GOAL OF THE EXERCISE
Copy the items below word for word, starting at the very beginning of the items and ending at the line that contains "<point>161,87</point>", with both ends included. Leave the pictures out of your copy.

PROVIDED INFORMATION
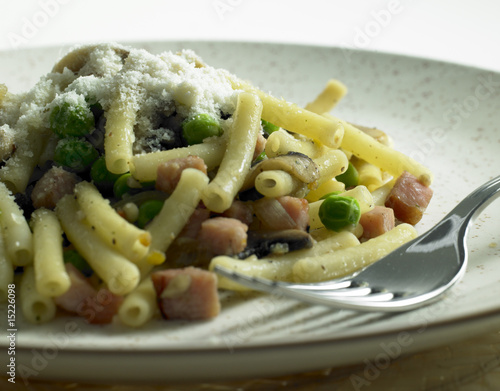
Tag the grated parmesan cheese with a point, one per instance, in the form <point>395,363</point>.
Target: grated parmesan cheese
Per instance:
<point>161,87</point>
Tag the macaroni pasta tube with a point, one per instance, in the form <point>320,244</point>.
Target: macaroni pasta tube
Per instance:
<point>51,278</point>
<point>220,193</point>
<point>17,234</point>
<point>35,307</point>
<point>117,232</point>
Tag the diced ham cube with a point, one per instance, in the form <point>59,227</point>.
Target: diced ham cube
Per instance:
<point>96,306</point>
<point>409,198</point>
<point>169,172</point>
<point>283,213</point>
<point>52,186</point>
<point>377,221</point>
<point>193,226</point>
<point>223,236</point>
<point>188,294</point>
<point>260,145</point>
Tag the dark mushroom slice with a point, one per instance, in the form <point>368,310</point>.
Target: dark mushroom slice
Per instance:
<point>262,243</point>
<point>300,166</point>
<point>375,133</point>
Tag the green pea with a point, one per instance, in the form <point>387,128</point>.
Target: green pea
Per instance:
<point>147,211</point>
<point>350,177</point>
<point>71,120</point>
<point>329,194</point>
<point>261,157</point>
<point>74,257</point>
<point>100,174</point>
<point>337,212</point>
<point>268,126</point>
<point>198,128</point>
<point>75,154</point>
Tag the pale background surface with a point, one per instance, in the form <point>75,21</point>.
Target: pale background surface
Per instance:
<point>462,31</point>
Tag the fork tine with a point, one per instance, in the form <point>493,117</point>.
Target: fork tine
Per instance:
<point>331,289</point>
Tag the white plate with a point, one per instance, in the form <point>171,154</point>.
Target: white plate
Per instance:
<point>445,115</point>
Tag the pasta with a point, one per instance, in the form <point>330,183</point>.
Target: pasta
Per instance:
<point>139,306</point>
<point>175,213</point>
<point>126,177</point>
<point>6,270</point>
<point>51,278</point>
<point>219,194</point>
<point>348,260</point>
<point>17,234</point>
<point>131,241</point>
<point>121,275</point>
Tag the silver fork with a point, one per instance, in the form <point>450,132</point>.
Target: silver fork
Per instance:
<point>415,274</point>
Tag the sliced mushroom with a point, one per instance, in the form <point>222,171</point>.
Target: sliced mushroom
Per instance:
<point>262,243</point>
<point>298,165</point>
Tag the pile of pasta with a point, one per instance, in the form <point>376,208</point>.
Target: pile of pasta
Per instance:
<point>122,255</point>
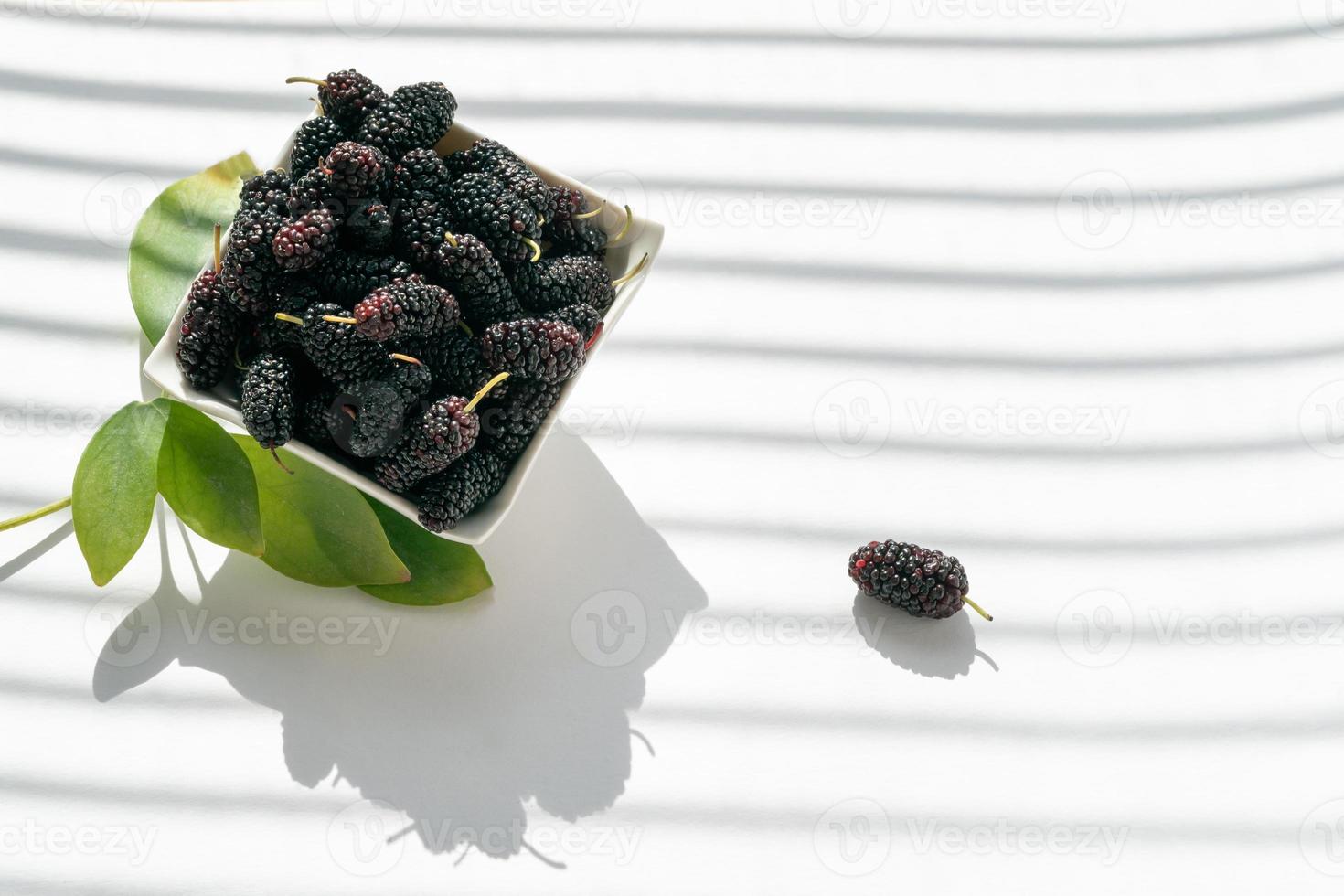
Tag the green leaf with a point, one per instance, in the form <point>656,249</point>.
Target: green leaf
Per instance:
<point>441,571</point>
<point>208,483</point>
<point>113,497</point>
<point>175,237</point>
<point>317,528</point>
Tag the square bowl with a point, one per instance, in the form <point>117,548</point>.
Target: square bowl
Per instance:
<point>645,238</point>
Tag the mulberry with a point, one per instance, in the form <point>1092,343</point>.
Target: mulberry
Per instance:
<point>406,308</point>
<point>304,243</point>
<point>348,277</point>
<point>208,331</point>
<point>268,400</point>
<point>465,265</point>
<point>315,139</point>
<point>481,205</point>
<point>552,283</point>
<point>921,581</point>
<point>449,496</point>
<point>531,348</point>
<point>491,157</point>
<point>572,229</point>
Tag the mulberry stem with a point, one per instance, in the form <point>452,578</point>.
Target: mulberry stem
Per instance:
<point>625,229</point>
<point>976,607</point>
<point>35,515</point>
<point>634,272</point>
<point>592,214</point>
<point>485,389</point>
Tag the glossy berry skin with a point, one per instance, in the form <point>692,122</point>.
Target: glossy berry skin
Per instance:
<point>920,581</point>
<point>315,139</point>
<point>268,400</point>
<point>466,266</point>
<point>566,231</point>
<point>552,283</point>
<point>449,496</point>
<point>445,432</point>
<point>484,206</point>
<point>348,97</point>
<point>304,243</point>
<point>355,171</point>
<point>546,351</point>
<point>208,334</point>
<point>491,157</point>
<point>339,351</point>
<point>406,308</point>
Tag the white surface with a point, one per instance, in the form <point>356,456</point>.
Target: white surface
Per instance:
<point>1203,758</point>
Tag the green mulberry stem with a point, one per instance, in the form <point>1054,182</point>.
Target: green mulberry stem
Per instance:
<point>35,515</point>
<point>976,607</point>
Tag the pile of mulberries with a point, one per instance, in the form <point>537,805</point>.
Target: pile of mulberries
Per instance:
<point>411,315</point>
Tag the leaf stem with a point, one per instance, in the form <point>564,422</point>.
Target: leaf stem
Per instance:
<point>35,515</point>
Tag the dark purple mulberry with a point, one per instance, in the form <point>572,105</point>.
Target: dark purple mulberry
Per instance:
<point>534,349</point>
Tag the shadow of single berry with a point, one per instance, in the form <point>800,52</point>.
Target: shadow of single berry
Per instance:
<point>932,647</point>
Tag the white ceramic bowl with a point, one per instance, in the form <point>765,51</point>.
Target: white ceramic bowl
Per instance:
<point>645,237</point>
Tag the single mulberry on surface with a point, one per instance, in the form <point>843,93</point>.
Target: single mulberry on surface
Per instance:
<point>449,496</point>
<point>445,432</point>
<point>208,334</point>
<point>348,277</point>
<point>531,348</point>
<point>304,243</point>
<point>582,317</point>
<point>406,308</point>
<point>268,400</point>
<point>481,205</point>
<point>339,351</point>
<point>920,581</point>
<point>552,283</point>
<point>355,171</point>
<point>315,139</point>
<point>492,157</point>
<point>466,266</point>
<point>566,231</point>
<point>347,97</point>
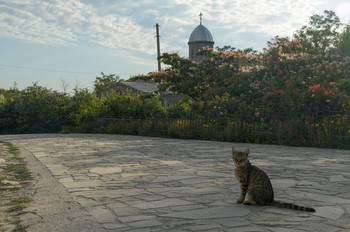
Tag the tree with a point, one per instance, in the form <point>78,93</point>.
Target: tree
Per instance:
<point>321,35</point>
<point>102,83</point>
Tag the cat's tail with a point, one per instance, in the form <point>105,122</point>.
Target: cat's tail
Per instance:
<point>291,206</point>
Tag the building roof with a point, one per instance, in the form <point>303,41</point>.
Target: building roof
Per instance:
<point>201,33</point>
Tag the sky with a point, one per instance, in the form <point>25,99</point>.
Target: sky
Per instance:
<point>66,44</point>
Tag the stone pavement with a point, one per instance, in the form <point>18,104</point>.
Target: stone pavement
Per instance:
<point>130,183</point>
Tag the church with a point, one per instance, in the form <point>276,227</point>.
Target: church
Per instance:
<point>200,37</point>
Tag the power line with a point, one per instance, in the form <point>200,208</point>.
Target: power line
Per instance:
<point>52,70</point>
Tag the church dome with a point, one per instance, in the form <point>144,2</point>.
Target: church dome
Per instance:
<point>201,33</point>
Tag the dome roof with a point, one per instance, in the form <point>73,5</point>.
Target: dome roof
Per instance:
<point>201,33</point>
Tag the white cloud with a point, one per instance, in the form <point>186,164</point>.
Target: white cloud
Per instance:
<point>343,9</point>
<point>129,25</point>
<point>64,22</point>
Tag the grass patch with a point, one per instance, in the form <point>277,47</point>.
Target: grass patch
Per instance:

EXERCISE RESULT
Tag the grated parmesan cheese with a point, one per instance, in the form <point>395,363</point>.
Target: grated parmesan cheese
Per instance:
<point>161,87</point>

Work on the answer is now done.